→ **Aim**
Copy all of the entries below word for word, leaving out the pictures.

# Start of Records to use

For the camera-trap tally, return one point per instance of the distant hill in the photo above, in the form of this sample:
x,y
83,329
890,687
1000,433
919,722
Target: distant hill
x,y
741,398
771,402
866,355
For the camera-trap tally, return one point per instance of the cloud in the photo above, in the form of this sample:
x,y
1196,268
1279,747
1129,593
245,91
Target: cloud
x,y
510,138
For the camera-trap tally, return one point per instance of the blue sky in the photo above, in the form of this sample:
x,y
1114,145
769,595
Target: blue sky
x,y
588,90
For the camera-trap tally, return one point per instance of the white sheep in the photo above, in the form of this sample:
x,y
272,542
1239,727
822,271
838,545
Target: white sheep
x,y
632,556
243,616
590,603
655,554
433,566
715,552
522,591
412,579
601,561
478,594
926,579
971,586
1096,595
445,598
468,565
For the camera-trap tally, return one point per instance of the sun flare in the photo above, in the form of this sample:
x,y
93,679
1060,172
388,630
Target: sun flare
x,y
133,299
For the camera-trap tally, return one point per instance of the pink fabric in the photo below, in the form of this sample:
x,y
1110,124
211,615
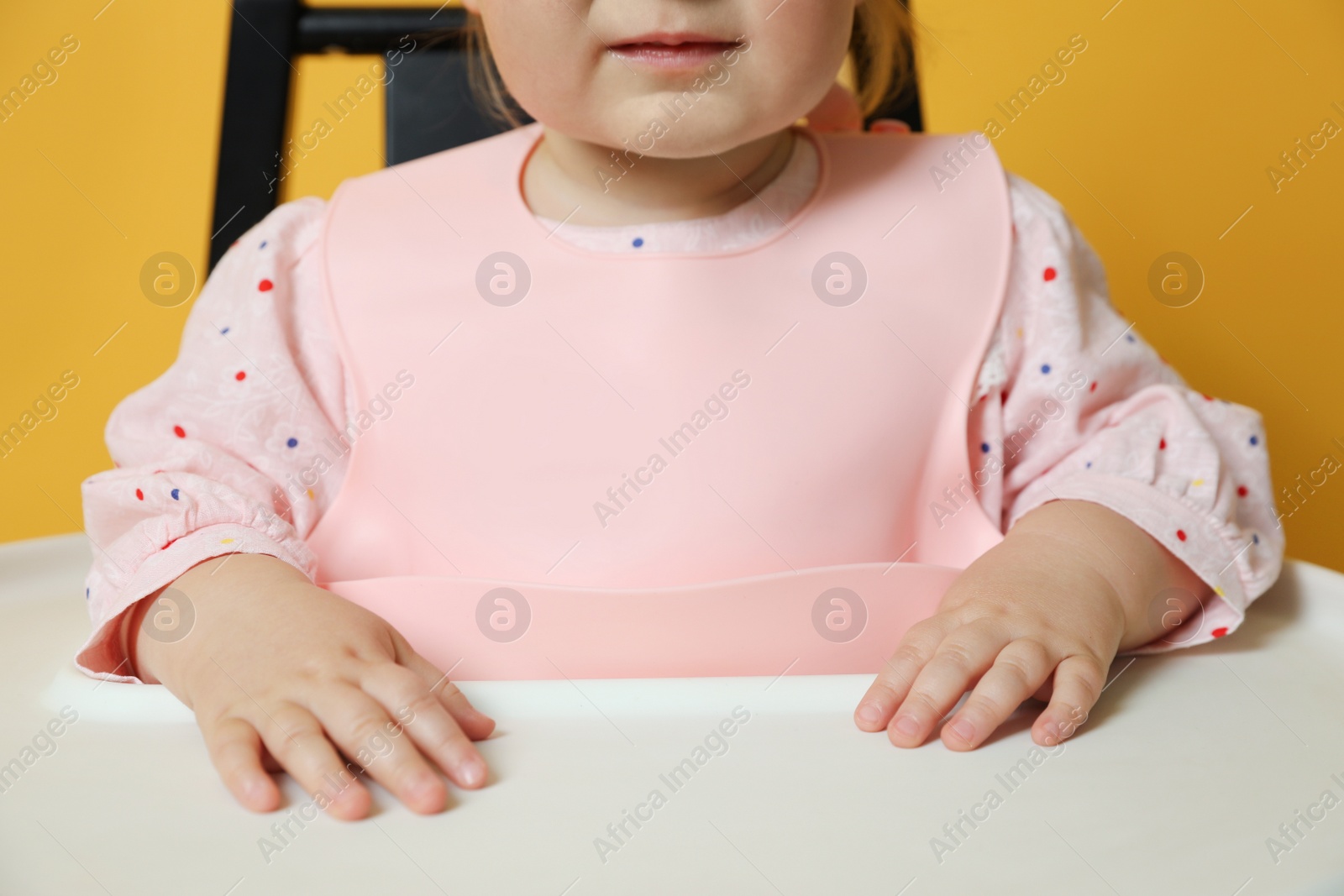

# End of Records to use

→ **Right answer**
For the camera-trap tally, return one point per instance of the distant hill in the photo above, in the form of this sample:
x,y
83,329
890,687
1000,433
919,722
Target: distant hill
x,y
741,398
771,402
866,355
For the camera-trap tally, return one point per instance of the cloud in the photo above, in the form of this sample:
x,y
1196,268
1279,747
1129,593
245,91
Target: cloud
x,y
510,138
For the camera-trap tally, return one point per instance of the blue sky in the photo above, in the form of this sample:
x,y
1114,145
769,595
Target: blue sky
x,y
588,90
For the camera-trap tally, return one point per instance of the white sheep in the photo above, in the form of this sample:
x,y
272,542
1239,727
822,271
838,545
Target: white sheep
x,y
632,556
243,616
590,603
655,554
433,566
715,552
522,591
412,579
601,561
478,594
926,579
971,586
1096,595
445,598
468,565
For the camera-trap tally, return one point per instance of the sun flare in the photo above, in the form of this sample:
x,y
93,679
1060,172
388,630
Target: sun flare
x,y
133,299
For the camera-trap tally, return one point per instance of the pink fabric in the photo below, in the form of this sample:
x,y
1110,124
211,615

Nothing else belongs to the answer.